* WHAT NEEDS TO BE DONE: Print the whole listing exactly.

* GIVEN INFORMATION:

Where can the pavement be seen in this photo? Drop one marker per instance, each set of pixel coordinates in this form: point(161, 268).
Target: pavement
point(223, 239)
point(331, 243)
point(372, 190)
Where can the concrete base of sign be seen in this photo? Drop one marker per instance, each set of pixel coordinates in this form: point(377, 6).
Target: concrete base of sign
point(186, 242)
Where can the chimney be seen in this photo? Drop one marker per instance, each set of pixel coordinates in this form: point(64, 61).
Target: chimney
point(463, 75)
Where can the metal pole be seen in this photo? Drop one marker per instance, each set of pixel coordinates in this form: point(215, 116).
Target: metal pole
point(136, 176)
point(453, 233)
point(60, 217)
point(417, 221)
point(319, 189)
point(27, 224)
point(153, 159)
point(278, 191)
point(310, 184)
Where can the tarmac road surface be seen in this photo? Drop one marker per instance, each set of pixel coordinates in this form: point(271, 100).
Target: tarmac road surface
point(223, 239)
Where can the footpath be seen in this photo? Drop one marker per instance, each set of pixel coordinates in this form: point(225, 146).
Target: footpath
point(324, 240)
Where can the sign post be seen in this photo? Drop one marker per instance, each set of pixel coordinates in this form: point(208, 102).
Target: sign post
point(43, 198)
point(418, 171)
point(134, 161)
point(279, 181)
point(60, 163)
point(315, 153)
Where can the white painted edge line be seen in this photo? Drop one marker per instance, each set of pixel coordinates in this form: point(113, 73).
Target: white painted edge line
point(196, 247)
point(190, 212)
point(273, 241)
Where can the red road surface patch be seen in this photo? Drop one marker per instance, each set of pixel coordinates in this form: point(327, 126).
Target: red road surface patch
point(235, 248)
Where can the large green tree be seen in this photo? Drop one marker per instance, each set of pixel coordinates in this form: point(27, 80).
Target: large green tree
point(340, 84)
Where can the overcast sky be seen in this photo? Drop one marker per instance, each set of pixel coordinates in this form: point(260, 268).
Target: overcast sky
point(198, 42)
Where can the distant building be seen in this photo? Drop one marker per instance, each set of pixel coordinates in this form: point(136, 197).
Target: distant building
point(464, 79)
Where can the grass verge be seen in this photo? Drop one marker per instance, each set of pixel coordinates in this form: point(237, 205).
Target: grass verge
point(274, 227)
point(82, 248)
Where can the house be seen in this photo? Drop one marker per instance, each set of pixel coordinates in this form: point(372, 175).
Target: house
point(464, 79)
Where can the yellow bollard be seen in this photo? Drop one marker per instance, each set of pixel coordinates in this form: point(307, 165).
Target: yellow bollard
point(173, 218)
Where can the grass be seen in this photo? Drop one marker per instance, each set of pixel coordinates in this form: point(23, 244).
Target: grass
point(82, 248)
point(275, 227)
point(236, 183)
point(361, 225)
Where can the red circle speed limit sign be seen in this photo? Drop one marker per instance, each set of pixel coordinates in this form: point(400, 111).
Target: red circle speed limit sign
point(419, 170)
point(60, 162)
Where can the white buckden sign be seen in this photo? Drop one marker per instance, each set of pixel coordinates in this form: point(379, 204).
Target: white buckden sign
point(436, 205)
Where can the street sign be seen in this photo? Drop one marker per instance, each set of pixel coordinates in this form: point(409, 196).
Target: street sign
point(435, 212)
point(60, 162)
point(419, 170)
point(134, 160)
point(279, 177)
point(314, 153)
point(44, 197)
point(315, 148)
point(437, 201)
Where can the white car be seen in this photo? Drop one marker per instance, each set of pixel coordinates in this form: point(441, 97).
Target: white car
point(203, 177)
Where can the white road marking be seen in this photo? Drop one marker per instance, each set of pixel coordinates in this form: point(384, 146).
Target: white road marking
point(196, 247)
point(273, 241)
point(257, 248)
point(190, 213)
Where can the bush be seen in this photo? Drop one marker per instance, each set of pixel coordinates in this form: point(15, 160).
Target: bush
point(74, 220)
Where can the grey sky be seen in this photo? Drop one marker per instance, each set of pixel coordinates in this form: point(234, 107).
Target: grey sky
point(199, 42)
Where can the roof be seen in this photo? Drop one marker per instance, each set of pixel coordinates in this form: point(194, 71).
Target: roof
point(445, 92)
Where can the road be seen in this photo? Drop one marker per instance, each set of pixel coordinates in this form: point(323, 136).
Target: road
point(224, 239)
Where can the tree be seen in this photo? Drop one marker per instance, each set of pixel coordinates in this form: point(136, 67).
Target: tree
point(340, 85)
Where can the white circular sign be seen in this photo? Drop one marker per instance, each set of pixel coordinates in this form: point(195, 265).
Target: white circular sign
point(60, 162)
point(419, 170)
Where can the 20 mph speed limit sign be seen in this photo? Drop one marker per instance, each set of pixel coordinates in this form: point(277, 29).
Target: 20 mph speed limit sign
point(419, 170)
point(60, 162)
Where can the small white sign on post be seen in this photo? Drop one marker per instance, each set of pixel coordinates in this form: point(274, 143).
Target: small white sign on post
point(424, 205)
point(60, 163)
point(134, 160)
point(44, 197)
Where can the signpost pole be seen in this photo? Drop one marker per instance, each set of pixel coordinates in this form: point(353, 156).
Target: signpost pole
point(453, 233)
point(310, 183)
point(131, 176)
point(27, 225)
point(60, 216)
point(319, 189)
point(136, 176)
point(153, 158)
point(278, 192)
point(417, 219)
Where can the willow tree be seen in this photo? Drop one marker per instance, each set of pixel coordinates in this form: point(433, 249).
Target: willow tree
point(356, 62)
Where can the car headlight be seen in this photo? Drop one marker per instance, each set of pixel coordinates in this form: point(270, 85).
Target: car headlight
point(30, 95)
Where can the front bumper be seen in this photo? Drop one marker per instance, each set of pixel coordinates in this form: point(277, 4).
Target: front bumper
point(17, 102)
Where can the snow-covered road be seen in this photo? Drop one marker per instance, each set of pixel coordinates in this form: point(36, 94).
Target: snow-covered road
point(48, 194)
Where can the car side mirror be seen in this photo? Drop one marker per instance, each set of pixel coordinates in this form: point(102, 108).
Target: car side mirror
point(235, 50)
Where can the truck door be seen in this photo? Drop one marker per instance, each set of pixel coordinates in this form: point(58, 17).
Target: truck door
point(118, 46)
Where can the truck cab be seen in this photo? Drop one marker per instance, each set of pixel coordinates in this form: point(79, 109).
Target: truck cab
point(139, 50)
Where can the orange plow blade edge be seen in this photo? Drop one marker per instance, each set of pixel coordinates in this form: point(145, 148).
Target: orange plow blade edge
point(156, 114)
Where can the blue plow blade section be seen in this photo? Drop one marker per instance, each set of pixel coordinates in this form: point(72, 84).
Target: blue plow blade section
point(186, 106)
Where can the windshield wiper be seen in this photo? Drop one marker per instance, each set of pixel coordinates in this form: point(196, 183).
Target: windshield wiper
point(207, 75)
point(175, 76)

* RESULT OF THIS TASK:
Where can the pavement be seen in this photo? Drop one marker per instance, each set of pixel coordinates in this form: point(161, 268).
Target: pavement
point(223, 239)
point(331, 243)
point(372, 190)
Where can the concrete base of sign be seen in this photo? Drop one marker per instance, each set of pixel coordinates in this form: point(377, 6).
Target: concrete base of sign
point(186, 242)
Where can the chimney be seen in this photo? Drop one marker per instance, each set of pixel coordinates in this form: point(64, 61).
Target: chimney
point(463, 75)
Where can the metal pole be seen in this photo? Drop one marker per instance, each set of pixel coordinates in this form: point(215, 116).
Target: metal pole
point(136, 176)
point(453, 233)
point(60, 217)
point(417, 221)
point(319, 189)
point(27, 224)
point(153, 159)
point(278, 191)
point(310, 184)
Where can the tarmac road surface be seen in this photo? Drop one marker per instance, each set of pixel coordinates in this form: point(271, 100).
Target: tarmac road surface
point(223, 239)
Where can the footpath be seen in this photo? Drop one marker per instance, each set of pixel coordinates in this form: point(225, 146).
Target: footpath
point(324, 240)
Where can the sign post be seen in this photo? Drop one marker per instance, each set of pixel coordinates in this form: point(208, 102).
Target: sign post
point(43, 198)
point(418, 171)
point(134, 161)
point(279, 181)
point(60, 163)
point(315, 153)
Where can the white painted edge line be seen in this photo? Drop one marker per instance, each set of pixel coordinates in this form: point(113, 73).
Target: white painted edge line
point(196, 247)
point(190, 212)
point(273, 241)
Where can the red road surface patch be seen in this photo? Drop one marker per instance, each set of pixel coordinates in this form: point(327, 126).
Target: red road surface patch
point(235, 248)
Where can the large green tree be seen in this photo? Drop one marker per instance, each set of pixel coordinates in this form: point(27, 80).
Target: large green tree
point(340, 84)
Where can the overcast sky be seen in this photo? Drop one marker per instance, each set of pixel coordinates in this form: point(260, 268).
Target: overcast sky
point(198, 42)
Where can the distant building be seen in this photo? Drop one marker per instance, each set of pixel coordinates in this form: point(136, 197).
Target: distant building
point(464, 79)
Where can the grass verge be seen in this photo? Drop one marker per instance, each set of pixel coordinates in this form: point(237, 205).
Target: grass verge
point(274, 227)
point(82, 248)
Where can the house be seen in this photo? Drop one marker per instance, each set of pixel coordinates in this form: point(372, 175).
Target: house
point(464, 79)
Where can the yellow bollard be seen in this photo? Drop one marker per instance, each set of pixel coordinates in this form: point(307, 165).
Target: yellow bollard
point(173, 218)
Where can the grass be seen in this photo? Drop one marker per instance, each set of pixel coordinates in this form: point(23, 244).
Target: grass
point(82, 248)
point(275, 227)
point(236, 183)
point(361, 225)
Where can the red circle speed limit sign be seen in this photo? Drop one marker per instance, each set of pixel coordinates in this form: point(400, 111).
Target: red circle speed limit sign
point(419, 170)
point(60, 162)
Where can the white buckden sign be seen in this photo? Drop one marker per instance, each set of pixel coordinates in this form: point(379, 204).
Target: white buckden sign
point(436, 205)
Where can the street sign be seen in this photo? Drop one marker per instance, each set of pixel coordinates in this form: point(409, 196).
Target: street sign
point(435, 212)
point(60, 162)
point(419, 170)
point(134, 160)
point(279, 177)
point(314, 153)
point(44, 197)
point(315, 148)
point(437, 201)
Where can the white car be seen in this photo? Drop one marker per instance, each set of pixel coordinates in this form: point(441, 97).
Target: white car
point(203, 177)
Where can the white road marking be seen in this photo? Drop one marker per instance, each set of pixel coordinates in this form: point(384, 146).
Target: white road marking
point(196, 247)
point(273, 241)
point(257, 248)
point(190, 213)
Where can the bush be seen in this photo? Drop one marker per instance, each set of pixel coordinates in this form: point(15, 160).
Target: bush
point(74, 220)
Where can the grey sky be seen in this photo? Drop one marker per instance, each set of pixel coordinates in this form: point(234, 107).
Target: grey sky
point(199, 42)
Where can the roof be seen in this photo? Drop one marker per instance, each set of pixel coordinates in this form: point(194, 71).
Target: roof
point(445, 92)
Where can the road be seen in this photo? Drop one marker per instance, each set of pixel coordinates in this form: point(323, 136).
Target: road
point(224, 239)
Where can the tree be seen in this photo? Drop one marker per instance, each set of pixel coordinates in this form: point(136, 67).
Target: tree
point(340, 85)
Where can the white circular sign be seen in this photo? Drop one marker per instance, each set of pixel coordinates in this form: point(195, 265).
Target: white circular sign
point(60, 162)
point(419, 170)
Where can the 20 mph speed limit sign be seen in this photo? Drop one marker per instance, each set of pixel coordinates in this form: point(277, 29).
Target: 20 mph speed limit sign
point(419, 170)
point(60, 162)
Where can the small white sign on post be seen in this photo? Drop one marker per instance, each set of pixel coordinates in this form: point(274, 143).
Target: small white sign on post
point(424, 205)
point(60, 163)
point(134, 160)
point(44, 197)
Where can the signpost pole be seen in this photo? Drop one marker per instance, each set of pixel coordinates in this form: point(353, 156).
Target: signpost pole
point(453, 233)
point(310, 183)
point(131, 176)
point(27, 225)
point(60, 216)
point(319, 189)
point(136, 176)
point(153, 158)
point(278, 192)
point(417, 219)
Where can the willow tree be seen in this photo? Drop one marker per instance, each set of pixel coordinates in this form: point(433, 249).
Target: willow tree
point(356, 62)
Where can the car headlight be seen in this photo? Drop one marker per instance, each set of pixel coordinates in this form: point(270, 85).
Target: car headlight
point(30, 95)
Where can the front bumper be seen in this photo? Drop one marker per instance, each set of pixel coordinates in this form: point(277, 4).
Target: front bumper
point(17, 102)
Where can the snow-covered road be seen in this photo? Drop one marker per instance, each set of pixel coordinates in this form: point(36, 94).
Target: snow-covered road
point(48, 194)
Where can the car side mirror be seen in this photo? Drop one marker per instance, each set of pixel coordinates in this form: point(102, 108).
Target: car side mirror
point(235, 50)
Where can the truck door be seen in this photo? Drop one marker per instance, each set of pixel coordinates in this form: point(58, 17).
Target: truck door
point(118, 46)
Where can the truck cab be seen in this photo? Drop one marker per instance, each set of pixel coordinates in this form: point(79, 109).
Target: truck cab
point(139, 50)
Where can the orange plow blade edge be seen in this photo? Drop one marker per instance, each set of pixel coordinates in this form: point(145, 148).
Target: orange plow blade edge
point(156, 114)
Where can the blue plow blade section be seen in this photo? Drop one marker per instance, each set of pixel coordinates in this form: point(72, 84).
Target: blue plow blade section
point(186, 106)
Where can the windshield wiper be seen in this photo? Drop one marker per instance, each set of pixel coordinates in this form: point(196, 183).
Target: windshield wiper
point(207, 75)
point(175, 76)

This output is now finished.